**Given task:** Repeat from the data below, unchanged, the lines beginning with the one that contains "Task: Could you identify the hand" and ending after the one that contains "<point>174,273</point>". Include both of those lines and nothing else.
-*-
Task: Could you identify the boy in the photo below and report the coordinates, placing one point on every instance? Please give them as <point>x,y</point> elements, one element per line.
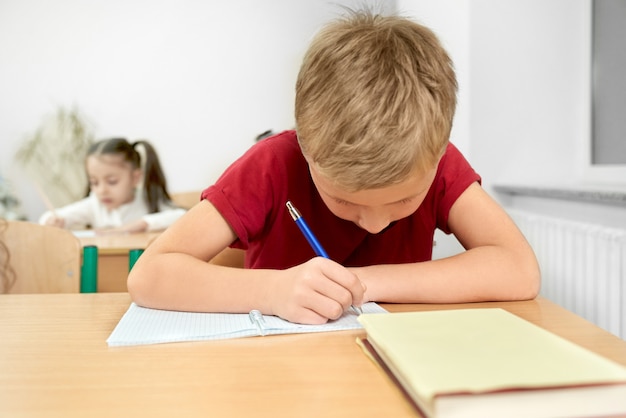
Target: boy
<point>371,170</point>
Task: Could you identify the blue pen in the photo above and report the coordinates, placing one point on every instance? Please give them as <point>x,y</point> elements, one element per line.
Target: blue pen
<point>313,242</point>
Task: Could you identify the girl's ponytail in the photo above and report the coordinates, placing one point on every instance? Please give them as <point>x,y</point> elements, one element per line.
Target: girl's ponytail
<point>154,182</point>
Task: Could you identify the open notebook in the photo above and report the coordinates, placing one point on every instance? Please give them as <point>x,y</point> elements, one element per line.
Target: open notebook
<point>151,326</point>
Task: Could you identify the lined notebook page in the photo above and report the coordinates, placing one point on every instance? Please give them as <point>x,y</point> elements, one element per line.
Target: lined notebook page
<point>141,326</point>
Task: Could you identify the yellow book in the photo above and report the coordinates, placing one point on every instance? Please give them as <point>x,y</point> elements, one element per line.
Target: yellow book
<point>491,363</point>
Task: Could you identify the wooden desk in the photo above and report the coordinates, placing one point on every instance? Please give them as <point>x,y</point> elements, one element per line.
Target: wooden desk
<point>54,362</point>
<point>113,257</point>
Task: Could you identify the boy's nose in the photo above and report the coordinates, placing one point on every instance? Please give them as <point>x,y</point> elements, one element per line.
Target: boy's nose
<point>373,223</point>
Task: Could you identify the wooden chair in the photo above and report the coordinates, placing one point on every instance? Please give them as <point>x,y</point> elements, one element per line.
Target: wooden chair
<point>43,259</point>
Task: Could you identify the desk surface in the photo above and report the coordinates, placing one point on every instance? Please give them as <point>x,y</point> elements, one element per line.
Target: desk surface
<point>54,362</point>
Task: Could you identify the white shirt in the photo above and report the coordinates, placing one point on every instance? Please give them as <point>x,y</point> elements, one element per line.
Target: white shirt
<point>90,211</point>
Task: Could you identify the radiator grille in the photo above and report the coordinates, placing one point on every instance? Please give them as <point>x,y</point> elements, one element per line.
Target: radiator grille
<point>583,267</point>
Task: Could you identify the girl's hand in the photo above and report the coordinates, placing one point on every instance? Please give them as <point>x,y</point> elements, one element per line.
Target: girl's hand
<point>55,221</point>
<point>129,228</point>
<point>316,292</point>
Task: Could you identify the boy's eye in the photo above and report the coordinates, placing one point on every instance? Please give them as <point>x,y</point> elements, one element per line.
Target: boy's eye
<point>342,202</point>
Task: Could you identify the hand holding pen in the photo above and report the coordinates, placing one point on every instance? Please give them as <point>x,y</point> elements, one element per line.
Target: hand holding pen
<point>310,237</point>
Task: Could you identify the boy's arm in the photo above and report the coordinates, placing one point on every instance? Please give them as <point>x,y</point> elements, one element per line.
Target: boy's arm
<point>499,264</point>
<point>174,273</point>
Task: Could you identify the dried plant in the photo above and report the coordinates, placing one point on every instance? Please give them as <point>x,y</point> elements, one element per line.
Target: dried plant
<point>54,156</point>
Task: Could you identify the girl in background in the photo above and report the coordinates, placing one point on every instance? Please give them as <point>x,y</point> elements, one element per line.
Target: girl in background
<point>127,191</point>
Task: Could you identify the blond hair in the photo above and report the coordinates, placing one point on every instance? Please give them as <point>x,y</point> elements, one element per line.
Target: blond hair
<point>375,99</point>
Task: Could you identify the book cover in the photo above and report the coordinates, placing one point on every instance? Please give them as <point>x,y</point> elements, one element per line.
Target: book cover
<point>491,363</point>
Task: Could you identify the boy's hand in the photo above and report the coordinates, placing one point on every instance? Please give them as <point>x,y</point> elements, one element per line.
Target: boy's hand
<point>316,292</point>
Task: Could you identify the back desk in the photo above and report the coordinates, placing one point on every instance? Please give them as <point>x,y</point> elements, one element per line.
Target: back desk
<point>54,362</point>
<point>113,257</point>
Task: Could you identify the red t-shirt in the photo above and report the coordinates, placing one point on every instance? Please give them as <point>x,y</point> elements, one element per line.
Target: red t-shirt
<point>252,192</point>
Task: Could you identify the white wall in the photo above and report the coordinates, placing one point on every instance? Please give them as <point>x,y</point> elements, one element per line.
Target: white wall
<point>200,79</point>
<point>523,70</point>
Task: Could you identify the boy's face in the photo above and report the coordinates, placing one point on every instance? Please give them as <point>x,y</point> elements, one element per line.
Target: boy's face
<point>374,209</point>
<point>112,180</point>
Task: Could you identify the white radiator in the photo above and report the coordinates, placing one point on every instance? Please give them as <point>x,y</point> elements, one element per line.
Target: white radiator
<point>583,267</point>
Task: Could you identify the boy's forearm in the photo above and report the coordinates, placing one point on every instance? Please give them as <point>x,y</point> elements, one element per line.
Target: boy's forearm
<point>183,283</point>
<point>480,274</point>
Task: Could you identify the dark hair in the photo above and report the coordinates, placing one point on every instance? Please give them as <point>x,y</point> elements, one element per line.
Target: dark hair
<point>7,274</point>
<point>154,182</point>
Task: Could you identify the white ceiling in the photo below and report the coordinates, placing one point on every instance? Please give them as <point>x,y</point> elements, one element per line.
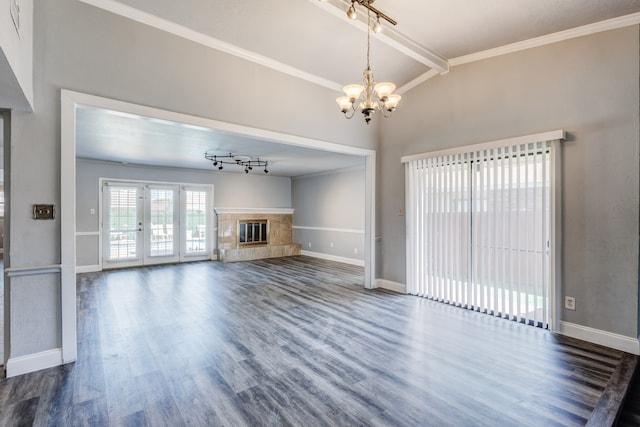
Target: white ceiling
<point>431,37</point>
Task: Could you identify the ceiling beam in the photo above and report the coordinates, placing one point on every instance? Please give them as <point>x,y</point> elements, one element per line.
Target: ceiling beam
<point>389,36</point>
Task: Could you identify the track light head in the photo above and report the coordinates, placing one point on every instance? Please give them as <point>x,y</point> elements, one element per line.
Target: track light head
<point>377,27</point>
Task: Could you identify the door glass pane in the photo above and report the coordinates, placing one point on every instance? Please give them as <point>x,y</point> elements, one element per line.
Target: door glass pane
<point>196,219</point>
<point>123,225</point>
<point>161,205</point>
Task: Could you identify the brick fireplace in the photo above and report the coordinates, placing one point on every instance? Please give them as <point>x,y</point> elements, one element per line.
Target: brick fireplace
<point>279,229</point>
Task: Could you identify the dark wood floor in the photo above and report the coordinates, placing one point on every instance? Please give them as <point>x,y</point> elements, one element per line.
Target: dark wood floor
<point>630,414</point>
<point>298,341</point>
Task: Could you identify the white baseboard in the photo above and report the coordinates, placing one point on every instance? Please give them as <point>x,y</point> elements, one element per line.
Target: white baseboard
<point>33,362</point>
<point>88,268</point>
<point>597,336</point>
<point>336,258</point>
<point>392,286</point>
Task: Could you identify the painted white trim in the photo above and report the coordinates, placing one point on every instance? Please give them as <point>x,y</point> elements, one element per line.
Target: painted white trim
<point>208,41</point>
<point>87,233</point>
<point>336,258</point>
<point>354,168</point>
<point>389,36</point>
<point>172,116</point>
<point>266,211</point>
<point>401,288</point>
<point>370,221</point>
<point>33,271</point>
<point>88,268</point>
<point>69,101</point>
<point>335,230</point>
<point>33,362</point>
<point>415,82</point>
<point>597,336</point>
<point>545,136</point>
<point>585,30</point>
<point>68,308</point>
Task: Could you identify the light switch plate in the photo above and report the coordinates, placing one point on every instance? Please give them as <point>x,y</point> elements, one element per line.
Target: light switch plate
<point>44,212</point>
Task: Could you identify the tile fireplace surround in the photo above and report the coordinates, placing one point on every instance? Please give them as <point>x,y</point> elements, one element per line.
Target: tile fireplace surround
<point>280,234</point>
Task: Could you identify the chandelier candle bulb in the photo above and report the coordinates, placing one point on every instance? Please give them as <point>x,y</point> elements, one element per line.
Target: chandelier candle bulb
<point>368,97</point>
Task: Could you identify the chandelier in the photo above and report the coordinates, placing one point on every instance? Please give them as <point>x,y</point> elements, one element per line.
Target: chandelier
<point>247,162</point>
<point>368,96</point>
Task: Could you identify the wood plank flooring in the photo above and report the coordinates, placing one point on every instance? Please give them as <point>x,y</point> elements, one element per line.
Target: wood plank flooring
<point>298,341</point>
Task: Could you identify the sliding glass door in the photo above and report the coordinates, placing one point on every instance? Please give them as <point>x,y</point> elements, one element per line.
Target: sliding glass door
<point>479,230</point>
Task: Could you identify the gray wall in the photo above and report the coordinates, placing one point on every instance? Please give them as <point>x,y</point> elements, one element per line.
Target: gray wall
<point>230,190</point>
<point>586,86</point>
<point>331,205</point>
<point>82,48</point>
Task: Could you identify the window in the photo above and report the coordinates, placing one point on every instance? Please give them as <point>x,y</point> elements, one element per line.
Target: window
<point>480,229</point>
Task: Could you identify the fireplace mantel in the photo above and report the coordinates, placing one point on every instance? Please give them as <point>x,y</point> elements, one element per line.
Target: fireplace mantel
<point>280,226</point>
<point>242,211</point>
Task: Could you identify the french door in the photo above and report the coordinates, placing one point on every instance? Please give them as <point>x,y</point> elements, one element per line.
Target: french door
<point>148,223</point>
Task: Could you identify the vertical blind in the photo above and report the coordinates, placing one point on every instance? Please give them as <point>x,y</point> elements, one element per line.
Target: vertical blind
<point>480,227</point>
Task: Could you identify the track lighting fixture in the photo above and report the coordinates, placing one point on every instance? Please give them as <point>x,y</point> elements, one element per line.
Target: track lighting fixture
<point>234,159</point>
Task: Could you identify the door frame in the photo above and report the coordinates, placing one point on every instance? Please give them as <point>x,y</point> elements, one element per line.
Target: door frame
<point>179,242</point>
<point>68,102</point>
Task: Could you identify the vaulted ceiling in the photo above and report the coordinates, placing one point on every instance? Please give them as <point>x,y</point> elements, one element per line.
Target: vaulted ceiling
<point>314,40</point>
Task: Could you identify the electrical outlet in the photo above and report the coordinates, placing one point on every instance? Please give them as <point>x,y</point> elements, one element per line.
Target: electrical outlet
-*-
**Result of this exercise:**
Task: Could you identify the hand holding pen in the photo above and report the coordinates, placing one point on every instance? Please give them as <point>x,y</point> elements, one element per line.
Target: hand holding pen
<point>310,237</point>
Task: Could you identify the boy's arm in the photo above and report the coordinates, placing one point on every instance? Please give them as <point>x,y</point> elements, one element per line.
Target: boy's arm
<point>499,264</point>
<point>174,273</point>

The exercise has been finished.